» **Short task**: Copy out, word for word, the lines of the material between the line containing "Target: yellow bird" and the line containing "[(450, 601), (442, 232)]", inclusive.

*** Input records ***

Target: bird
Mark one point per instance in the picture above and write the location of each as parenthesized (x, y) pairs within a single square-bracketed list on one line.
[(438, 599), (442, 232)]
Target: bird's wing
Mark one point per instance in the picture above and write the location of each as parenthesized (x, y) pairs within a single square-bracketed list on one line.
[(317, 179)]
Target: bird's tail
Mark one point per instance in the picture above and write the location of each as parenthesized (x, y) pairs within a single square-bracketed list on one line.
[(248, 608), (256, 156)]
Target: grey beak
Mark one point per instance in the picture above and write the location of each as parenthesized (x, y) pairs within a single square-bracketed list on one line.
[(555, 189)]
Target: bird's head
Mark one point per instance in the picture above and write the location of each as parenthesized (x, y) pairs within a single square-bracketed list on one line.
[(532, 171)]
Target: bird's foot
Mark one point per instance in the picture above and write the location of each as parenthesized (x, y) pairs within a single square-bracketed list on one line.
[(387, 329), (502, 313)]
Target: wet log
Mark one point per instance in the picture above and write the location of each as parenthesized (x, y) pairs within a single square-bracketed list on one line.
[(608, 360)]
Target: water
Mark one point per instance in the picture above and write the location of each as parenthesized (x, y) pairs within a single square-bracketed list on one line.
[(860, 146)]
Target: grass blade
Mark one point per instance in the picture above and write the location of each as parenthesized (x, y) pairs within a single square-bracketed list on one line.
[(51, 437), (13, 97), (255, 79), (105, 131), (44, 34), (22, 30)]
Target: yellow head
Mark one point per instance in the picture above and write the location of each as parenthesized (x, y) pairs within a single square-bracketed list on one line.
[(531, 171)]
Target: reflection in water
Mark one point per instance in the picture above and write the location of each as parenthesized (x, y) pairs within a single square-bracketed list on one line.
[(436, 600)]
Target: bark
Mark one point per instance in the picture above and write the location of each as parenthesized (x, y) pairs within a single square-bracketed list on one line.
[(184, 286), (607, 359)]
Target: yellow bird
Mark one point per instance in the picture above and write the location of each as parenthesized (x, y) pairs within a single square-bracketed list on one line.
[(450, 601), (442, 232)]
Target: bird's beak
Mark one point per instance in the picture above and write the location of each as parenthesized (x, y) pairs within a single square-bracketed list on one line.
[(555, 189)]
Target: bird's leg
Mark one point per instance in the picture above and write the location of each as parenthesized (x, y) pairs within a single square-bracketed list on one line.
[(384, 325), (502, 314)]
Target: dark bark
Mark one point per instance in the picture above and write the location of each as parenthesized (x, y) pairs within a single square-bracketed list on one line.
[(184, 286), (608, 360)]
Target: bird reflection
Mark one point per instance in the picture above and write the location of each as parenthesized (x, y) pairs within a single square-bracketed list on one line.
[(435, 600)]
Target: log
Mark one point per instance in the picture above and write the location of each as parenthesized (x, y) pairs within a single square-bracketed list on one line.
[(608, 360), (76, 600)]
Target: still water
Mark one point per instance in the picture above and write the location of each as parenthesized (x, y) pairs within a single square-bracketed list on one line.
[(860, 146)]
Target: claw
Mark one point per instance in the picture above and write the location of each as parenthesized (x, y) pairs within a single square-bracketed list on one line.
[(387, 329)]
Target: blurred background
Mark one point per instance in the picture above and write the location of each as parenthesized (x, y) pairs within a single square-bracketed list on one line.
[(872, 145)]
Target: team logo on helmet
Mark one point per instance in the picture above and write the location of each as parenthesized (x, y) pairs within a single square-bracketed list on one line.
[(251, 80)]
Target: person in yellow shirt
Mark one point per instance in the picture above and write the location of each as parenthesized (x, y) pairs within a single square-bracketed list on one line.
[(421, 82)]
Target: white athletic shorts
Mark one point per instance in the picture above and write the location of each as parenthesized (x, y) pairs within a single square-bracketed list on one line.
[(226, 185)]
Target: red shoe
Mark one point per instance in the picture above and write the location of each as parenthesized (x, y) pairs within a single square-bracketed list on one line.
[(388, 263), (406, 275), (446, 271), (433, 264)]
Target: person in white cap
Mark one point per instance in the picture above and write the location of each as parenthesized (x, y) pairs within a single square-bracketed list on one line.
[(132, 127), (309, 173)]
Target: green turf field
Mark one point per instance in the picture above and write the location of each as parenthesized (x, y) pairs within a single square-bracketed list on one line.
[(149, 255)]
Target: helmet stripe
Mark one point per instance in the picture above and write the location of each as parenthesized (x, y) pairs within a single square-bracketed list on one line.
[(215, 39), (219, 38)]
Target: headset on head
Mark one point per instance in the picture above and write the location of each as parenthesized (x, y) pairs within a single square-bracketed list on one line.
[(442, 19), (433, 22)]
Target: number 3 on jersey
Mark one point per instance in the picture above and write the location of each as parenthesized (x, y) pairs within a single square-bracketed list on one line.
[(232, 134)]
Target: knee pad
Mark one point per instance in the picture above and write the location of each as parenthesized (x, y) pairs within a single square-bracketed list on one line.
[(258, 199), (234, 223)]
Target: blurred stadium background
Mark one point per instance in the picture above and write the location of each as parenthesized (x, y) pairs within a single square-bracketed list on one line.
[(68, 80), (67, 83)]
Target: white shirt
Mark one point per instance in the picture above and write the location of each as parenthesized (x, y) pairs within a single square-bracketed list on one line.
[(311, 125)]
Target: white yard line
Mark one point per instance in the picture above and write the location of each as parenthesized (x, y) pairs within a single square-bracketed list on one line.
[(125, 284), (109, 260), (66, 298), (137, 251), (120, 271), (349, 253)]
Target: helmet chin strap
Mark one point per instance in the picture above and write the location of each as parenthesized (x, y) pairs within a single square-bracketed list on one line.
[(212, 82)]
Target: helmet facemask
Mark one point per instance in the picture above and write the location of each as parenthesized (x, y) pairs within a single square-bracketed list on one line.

***

» **Written reply**:
Target: yellow bird
Mark one point per instance in the picture above and write the location of each as parenthesized (x, y) pairs within a single square-bracketed list on one line.
[(450, 601), (442, 232)]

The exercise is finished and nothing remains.